* _Work instructions_
Copy out the entries below, starting at the line that contains "Task | locate the chrome wheel" and ending at the last line of the entries, keeping every line, requests included. Scale each x and y coordinate in the answers by 1.9 and round it to a whole number, with halves going up.

[Entries taken from a collection]
_ _ _
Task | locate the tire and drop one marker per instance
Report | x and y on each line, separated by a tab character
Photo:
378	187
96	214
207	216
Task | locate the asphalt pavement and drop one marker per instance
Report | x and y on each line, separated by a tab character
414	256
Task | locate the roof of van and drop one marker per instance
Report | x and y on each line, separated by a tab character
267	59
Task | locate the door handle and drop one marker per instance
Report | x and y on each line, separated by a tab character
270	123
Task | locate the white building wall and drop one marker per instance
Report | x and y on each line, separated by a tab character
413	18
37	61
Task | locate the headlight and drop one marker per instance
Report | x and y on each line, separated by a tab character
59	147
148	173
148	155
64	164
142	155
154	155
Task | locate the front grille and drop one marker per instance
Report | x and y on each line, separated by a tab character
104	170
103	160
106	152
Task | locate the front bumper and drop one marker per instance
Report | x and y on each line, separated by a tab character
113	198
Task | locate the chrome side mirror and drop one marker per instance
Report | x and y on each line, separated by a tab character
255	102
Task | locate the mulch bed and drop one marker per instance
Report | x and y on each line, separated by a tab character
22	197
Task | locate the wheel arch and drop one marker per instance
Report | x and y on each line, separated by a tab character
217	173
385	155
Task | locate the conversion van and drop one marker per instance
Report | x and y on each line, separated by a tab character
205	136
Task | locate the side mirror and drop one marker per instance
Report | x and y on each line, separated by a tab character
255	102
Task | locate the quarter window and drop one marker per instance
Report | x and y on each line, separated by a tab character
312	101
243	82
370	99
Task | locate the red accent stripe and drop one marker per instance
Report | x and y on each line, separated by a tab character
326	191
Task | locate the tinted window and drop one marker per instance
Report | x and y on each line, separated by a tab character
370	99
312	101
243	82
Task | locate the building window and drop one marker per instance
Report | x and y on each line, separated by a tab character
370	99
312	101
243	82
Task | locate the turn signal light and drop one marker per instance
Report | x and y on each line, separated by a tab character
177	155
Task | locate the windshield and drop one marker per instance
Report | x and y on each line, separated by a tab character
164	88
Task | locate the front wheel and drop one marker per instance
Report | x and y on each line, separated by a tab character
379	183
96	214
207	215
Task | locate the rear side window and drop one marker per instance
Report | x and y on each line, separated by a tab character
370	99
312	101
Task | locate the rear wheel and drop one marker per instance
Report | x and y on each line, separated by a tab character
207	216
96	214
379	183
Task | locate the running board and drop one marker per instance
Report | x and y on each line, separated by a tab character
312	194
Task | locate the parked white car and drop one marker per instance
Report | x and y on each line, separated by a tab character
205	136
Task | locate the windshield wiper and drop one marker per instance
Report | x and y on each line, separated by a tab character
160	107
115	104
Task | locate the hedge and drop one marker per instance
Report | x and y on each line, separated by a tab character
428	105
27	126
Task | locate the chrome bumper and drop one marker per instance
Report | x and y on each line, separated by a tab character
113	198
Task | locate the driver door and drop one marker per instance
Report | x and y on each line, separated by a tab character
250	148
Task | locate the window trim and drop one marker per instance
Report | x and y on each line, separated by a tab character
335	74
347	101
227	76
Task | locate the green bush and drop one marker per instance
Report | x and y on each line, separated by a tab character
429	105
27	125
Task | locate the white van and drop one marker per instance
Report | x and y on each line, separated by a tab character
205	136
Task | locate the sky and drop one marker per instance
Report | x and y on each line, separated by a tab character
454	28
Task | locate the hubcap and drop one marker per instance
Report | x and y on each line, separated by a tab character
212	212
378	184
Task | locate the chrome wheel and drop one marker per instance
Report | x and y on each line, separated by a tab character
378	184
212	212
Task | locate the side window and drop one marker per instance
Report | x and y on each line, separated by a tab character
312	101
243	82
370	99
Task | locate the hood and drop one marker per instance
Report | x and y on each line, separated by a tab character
_ _ _
* _Result_
Task | locate the chrome wheel and drop one marker per instance
Report | x and y on each line, separated by a tab character
718	350
403	403
Task | locate the side window and drop one marker per instance
Report | x and y on each line, separated by a tab character
593	192
462	156
703	188
Task | locate the hood and drop one marker per instance
Report | x and y on each line, separated by a tab character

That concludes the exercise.